TASK DIRECTIONS — The lines from the start of the data through the line with "pixel 615 22" are to be returned verbatim; all later lines are to be omitted.

── DATA FOR PROCESSING ──

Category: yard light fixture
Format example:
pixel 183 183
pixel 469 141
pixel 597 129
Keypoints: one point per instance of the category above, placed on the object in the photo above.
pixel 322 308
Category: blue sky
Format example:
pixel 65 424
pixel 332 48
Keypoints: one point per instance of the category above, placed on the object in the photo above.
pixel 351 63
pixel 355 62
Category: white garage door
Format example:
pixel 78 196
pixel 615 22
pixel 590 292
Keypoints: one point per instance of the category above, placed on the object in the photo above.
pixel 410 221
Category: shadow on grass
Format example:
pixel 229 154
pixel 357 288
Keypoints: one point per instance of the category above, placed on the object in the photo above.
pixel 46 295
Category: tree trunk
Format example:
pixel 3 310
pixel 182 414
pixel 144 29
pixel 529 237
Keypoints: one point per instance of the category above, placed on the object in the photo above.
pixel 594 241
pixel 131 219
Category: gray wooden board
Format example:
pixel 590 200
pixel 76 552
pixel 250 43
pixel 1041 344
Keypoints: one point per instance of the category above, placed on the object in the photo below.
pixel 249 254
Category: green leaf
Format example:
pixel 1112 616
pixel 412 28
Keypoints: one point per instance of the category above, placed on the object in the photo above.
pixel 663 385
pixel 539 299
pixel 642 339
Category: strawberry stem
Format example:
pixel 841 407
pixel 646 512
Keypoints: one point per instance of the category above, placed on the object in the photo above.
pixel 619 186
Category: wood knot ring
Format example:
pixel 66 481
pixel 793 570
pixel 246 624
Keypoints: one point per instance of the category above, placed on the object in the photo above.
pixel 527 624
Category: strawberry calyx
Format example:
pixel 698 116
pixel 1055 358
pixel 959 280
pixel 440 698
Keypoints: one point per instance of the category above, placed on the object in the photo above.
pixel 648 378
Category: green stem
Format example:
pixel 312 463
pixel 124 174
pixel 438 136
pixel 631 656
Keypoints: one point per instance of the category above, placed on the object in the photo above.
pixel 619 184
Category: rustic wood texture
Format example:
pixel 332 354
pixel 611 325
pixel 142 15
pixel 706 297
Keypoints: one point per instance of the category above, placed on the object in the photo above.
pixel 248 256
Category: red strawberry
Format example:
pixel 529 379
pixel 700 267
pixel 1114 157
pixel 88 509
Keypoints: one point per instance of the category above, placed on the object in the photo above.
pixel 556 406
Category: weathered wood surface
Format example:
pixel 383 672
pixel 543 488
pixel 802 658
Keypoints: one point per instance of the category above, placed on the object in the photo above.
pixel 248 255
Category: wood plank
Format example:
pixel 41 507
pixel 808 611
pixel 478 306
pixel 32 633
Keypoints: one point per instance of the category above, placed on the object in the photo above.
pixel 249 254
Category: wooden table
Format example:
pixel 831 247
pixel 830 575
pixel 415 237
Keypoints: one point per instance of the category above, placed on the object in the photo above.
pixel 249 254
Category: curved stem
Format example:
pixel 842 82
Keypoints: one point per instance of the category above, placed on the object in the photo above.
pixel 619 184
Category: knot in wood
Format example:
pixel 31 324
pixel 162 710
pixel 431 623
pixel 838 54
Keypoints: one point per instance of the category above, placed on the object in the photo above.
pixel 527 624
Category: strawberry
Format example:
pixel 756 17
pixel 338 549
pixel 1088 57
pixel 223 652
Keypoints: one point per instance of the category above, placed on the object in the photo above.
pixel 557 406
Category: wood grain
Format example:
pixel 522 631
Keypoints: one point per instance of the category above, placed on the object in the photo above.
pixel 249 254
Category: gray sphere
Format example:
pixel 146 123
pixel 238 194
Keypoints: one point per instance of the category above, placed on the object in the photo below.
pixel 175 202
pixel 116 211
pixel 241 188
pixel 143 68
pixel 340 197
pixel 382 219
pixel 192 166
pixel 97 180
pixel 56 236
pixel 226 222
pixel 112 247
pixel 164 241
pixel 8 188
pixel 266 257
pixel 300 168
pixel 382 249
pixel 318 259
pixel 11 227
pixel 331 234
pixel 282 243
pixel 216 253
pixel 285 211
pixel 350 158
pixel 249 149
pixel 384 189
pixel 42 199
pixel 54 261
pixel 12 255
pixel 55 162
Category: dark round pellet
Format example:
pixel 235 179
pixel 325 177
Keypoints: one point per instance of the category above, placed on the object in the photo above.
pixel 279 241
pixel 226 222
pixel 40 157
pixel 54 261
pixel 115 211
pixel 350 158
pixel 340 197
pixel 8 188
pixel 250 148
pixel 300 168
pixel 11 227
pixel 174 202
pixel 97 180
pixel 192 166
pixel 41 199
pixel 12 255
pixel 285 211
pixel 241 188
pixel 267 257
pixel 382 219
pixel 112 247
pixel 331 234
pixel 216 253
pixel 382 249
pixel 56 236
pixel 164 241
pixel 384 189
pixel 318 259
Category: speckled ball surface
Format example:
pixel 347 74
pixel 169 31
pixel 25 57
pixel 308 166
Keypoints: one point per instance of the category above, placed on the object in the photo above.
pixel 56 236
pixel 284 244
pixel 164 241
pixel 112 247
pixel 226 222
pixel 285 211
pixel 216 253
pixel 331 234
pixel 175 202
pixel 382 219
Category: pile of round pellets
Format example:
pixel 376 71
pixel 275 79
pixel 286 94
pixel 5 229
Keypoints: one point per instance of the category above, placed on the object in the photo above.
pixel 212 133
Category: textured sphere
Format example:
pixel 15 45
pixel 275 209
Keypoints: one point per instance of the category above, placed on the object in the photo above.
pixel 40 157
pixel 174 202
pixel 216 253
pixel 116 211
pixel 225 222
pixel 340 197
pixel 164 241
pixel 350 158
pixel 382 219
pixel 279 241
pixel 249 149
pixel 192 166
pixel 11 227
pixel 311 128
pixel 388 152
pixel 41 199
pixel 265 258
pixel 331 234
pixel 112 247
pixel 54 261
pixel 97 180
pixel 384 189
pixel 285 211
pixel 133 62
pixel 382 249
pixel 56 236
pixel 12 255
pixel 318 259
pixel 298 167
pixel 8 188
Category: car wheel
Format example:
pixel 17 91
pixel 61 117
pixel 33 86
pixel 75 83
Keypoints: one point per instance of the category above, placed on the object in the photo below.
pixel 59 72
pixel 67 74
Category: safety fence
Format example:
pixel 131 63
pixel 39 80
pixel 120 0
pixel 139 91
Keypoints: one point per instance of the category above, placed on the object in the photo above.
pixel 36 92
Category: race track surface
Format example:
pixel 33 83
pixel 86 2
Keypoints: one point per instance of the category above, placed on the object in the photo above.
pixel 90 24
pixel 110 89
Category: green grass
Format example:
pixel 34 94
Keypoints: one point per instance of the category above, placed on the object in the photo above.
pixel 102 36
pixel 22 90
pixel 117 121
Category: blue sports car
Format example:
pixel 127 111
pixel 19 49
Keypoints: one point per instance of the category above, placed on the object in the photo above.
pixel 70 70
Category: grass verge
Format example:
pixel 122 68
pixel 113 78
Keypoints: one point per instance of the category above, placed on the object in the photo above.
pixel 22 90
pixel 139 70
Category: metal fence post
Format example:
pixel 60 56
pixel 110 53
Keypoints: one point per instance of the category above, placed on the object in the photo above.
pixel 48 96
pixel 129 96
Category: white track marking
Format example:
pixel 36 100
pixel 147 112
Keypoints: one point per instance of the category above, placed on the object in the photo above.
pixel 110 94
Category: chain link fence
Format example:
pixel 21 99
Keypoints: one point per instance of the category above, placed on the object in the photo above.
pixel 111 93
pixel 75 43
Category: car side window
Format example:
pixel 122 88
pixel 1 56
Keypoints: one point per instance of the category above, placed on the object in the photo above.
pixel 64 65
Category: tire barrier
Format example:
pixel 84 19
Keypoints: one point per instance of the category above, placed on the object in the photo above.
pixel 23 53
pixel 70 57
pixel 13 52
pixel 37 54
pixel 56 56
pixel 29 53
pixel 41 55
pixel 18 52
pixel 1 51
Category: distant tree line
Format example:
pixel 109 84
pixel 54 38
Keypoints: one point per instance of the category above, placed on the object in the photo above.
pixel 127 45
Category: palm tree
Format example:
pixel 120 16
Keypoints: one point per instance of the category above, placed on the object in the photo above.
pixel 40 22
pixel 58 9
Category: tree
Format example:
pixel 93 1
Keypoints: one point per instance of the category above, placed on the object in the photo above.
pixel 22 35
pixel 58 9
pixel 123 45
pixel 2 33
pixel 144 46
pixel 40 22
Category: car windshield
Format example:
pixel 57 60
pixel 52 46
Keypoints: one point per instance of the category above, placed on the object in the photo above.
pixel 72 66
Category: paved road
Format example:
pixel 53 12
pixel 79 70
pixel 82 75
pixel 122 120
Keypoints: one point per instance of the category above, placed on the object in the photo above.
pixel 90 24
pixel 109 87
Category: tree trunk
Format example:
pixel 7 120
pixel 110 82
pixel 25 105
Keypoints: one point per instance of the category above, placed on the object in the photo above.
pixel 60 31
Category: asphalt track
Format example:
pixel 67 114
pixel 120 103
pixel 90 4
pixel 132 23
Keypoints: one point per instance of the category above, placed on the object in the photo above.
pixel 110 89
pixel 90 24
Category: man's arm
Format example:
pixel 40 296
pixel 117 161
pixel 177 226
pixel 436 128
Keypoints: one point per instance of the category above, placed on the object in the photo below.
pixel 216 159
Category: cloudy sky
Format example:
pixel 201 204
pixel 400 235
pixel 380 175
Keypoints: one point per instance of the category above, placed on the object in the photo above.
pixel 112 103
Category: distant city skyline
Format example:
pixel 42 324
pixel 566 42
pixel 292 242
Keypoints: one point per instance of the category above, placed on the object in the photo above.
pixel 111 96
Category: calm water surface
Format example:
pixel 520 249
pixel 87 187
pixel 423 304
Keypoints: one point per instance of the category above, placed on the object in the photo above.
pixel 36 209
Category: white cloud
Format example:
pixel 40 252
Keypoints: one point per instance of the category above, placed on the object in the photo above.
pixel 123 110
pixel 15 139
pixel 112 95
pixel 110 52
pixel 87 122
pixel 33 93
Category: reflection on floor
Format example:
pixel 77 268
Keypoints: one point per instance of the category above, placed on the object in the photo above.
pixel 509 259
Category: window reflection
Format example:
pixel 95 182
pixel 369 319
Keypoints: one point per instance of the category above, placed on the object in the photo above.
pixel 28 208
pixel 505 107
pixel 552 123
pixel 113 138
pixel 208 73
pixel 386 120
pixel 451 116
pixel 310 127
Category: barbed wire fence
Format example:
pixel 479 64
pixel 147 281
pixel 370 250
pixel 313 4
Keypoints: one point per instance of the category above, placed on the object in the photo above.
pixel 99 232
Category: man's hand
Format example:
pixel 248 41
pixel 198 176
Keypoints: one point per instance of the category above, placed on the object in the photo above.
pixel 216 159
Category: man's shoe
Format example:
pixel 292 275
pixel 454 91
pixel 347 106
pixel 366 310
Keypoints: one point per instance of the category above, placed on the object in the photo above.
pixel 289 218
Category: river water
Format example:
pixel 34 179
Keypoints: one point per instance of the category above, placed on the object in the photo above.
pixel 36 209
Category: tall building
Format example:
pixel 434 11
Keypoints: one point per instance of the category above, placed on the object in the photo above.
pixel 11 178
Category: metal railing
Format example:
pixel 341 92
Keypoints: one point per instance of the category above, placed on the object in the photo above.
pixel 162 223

───

RESPONSE TO THE EXERCISE —
Category: yard light fixture
Format example:
pixel 183 183
pixel 469 141
pixel 597 129
Keypoints: one point per instance of the category above, placed on the object in the photo above.
pixel 322 308
Category: blue sky
Format example:
pixel 65 424
pixel 332 48
Keypoints: one point per instance of the category above, placed on the object in the photo above.
pixel 351 63
pixel 355 62
Category: white garage door
Format example:
pixel 78 196
pixel 615 22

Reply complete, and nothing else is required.